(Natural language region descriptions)
■ ■ ■

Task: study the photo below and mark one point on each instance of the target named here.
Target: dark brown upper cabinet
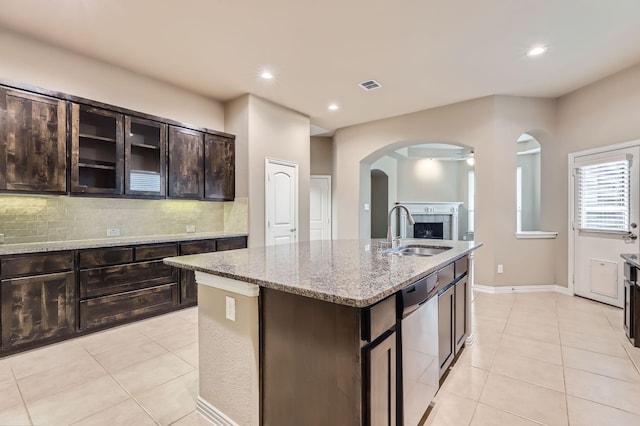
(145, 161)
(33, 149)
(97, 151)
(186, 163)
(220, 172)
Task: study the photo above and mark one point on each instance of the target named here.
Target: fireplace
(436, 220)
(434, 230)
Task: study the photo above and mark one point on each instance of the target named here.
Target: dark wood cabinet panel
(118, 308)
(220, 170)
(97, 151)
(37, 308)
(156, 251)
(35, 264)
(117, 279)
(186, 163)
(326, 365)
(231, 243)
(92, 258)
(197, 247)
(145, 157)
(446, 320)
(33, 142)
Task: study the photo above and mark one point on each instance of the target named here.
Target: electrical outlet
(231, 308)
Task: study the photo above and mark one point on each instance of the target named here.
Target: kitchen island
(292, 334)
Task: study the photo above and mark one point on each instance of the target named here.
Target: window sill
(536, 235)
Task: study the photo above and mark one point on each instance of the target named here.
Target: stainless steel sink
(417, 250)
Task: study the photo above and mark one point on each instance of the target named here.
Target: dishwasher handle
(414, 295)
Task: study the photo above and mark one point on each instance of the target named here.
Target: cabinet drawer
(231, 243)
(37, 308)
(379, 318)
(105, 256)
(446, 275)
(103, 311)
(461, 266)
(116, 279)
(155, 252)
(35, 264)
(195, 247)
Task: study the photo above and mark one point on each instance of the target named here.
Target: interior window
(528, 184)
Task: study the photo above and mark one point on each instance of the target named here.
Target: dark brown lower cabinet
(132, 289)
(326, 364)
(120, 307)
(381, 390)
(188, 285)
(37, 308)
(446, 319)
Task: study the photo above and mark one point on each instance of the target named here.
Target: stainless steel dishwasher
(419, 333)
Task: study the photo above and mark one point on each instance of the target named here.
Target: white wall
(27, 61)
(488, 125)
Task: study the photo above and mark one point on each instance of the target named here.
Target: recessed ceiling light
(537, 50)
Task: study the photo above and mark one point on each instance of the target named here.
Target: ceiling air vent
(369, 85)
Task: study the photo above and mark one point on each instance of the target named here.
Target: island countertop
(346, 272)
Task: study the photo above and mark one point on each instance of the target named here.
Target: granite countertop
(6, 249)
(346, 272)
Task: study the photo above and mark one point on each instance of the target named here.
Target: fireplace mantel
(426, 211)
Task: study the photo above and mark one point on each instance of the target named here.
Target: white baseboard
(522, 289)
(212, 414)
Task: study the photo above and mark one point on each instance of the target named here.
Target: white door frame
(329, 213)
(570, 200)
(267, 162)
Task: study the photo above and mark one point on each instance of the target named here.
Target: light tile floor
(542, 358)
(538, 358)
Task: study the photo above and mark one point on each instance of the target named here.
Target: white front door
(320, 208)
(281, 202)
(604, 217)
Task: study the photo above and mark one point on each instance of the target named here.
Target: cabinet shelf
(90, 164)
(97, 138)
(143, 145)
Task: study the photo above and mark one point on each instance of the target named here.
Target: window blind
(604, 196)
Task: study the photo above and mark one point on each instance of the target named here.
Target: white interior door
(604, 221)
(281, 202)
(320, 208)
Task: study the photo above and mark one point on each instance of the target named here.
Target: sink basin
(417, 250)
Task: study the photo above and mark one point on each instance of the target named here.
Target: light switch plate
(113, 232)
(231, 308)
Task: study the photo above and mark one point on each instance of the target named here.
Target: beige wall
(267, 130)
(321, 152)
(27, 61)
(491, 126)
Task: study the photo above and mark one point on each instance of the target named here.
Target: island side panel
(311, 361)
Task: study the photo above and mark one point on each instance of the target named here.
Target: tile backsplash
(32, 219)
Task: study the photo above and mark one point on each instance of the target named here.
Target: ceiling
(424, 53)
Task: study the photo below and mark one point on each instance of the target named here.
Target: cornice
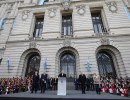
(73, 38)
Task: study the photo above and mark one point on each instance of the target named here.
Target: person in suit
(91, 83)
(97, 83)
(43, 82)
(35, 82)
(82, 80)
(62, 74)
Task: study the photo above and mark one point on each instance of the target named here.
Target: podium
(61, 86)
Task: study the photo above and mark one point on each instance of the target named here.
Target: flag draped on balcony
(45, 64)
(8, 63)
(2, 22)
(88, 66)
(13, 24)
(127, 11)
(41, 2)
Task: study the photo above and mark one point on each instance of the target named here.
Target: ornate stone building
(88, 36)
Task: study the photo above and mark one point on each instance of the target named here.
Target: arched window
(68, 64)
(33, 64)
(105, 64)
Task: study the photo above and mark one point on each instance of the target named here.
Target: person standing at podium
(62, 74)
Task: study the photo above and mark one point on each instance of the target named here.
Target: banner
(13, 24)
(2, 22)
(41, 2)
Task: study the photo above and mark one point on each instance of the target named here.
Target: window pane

■ ■ ■

* What is being asked
Write out the lines of the records exactly, starting at the one holding "Target: ornate stone building" and ending with the last line, and include no others.

* Exercise answer
Target: ornate stone building
(88, 36)
Task: study the photo above and mark one point on each instance of the target named here.
Target: arched window
(68, 64)
(33, 64)
(105, 64)
Task: study the photo above and mark one point on each instance of the target named here.
Target: person standing at podium
(62, 74)
Task: study the photo above and mark one point on each instance of the target named here.
Target: banner
(13, 24)
(2, 22)
(41, 2)
Task: study the photo above and mark one point on each instance of the target named here.
Target: window pane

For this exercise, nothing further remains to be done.